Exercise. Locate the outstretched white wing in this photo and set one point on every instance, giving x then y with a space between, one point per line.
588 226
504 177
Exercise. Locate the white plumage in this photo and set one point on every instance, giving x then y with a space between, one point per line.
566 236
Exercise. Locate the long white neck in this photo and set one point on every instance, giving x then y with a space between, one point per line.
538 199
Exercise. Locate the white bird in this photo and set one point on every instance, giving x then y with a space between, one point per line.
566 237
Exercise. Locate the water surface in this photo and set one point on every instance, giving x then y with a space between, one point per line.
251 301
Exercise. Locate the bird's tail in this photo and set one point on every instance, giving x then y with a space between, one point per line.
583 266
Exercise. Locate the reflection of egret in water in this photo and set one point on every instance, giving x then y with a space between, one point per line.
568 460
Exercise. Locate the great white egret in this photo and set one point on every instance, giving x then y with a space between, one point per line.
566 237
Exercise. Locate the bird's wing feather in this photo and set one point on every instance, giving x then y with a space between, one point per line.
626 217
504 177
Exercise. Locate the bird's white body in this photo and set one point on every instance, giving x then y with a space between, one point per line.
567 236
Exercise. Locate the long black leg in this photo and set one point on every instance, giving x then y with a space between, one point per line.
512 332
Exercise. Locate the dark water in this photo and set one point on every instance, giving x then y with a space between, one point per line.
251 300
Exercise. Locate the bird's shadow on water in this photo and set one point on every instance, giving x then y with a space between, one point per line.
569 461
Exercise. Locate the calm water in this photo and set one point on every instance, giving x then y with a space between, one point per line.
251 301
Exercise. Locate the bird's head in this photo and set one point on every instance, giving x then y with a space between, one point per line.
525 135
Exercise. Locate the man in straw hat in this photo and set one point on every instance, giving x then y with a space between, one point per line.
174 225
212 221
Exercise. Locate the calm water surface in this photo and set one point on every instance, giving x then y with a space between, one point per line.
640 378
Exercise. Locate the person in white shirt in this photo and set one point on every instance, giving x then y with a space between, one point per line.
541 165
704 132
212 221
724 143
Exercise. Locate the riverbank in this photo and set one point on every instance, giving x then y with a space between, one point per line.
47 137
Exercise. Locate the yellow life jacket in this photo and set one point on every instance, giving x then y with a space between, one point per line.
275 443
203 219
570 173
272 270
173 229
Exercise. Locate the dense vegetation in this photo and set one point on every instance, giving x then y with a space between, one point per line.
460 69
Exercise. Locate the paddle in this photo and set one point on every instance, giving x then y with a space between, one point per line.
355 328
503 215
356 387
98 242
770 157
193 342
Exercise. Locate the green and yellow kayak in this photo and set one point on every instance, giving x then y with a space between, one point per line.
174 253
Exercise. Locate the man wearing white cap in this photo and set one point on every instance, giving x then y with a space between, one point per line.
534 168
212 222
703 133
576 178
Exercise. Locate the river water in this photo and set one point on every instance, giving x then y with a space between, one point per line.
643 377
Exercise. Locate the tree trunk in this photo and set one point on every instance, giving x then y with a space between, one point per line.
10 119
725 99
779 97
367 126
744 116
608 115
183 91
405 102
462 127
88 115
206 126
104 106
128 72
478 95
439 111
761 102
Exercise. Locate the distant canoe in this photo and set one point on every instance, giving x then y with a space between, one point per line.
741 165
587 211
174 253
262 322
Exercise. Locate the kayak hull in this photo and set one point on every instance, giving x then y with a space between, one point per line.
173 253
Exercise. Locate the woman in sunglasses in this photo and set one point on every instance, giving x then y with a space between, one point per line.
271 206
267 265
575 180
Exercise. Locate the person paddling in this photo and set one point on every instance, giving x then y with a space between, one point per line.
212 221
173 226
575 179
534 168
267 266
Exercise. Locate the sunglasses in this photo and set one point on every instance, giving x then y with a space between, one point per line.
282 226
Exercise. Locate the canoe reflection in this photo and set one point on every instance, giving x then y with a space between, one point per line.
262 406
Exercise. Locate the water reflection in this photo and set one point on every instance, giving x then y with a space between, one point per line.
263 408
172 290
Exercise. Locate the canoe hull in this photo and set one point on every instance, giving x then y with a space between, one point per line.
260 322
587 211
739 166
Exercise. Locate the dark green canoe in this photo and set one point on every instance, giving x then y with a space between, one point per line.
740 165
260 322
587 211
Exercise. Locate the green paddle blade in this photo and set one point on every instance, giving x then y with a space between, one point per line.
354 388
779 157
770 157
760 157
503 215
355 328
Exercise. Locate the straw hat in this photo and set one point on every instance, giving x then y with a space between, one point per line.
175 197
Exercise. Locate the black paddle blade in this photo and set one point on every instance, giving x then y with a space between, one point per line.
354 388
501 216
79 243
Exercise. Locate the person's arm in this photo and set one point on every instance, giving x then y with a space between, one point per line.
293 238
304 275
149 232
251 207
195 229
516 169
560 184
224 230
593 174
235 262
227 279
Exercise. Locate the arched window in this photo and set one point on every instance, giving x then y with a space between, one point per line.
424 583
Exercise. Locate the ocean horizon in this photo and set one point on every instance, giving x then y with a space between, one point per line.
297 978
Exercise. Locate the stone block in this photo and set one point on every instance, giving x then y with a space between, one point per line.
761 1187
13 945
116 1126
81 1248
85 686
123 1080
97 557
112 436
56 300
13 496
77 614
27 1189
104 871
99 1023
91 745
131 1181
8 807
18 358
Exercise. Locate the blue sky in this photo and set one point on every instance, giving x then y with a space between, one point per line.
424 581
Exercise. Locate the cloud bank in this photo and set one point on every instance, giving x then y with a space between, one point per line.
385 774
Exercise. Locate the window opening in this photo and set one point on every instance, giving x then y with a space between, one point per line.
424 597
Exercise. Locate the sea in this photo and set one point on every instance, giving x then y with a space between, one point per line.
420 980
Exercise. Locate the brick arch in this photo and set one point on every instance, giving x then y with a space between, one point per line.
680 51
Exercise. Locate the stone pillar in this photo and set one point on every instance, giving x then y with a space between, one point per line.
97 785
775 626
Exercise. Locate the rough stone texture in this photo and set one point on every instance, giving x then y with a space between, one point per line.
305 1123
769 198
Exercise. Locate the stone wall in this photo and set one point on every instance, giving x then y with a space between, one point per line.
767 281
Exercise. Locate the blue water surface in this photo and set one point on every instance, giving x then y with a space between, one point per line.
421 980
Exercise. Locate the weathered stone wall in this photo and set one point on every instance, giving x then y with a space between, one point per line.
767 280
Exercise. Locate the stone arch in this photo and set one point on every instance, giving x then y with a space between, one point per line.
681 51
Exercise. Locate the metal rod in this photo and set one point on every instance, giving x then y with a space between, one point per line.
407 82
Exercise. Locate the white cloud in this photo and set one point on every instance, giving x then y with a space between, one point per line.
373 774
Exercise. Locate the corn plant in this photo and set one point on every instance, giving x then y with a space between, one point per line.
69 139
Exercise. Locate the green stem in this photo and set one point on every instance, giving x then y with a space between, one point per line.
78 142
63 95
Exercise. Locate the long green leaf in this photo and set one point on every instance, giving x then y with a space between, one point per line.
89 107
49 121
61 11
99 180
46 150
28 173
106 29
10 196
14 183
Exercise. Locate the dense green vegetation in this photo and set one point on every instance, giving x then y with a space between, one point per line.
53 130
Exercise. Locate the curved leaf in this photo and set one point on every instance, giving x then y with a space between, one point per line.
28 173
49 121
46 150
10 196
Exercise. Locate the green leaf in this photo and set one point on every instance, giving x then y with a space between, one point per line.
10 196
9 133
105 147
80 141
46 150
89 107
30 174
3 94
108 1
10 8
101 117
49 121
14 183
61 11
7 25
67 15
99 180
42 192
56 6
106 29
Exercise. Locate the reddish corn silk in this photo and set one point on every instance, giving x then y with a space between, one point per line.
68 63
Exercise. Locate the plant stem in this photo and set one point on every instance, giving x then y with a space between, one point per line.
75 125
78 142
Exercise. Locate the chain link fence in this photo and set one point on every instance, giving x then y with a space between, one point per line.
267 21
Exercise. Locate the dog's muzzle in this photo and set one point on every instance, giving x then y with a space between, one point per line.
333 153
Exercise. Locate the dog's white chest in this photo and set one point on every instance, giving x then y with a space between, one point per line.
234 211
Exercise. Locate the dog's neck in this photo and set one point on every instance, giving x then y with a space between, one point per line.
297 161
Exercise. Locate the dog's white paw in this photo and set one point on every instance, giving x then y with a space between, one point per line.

====================

Set down the line holding "Exercise. Locate the chain" and all later lines through the last one in the material above, exactly, and no other lines.

### Expected answer
Exercise. Locate the chain link fence in this photo and set one point on every instance, giving x then y with a space between, one point per line.
267 21
Exercise. Locate the dog's muzzle in this photo and set one point on every instance, giving x then y with a space between, one point per line.
333 153
Exercise. Locate the dog's white chest in this photo and set one point on every instance, giving x then y with a space between, one point per line.
234 211
Exercise. Locate the dog's neck in this photo and set one point on every instance, giving x then y with a space between, one point per line.
297 161
Exercise. Locate the dog's white paw in this photo and set one point on every instance, giving x then y with a space between, one point per line.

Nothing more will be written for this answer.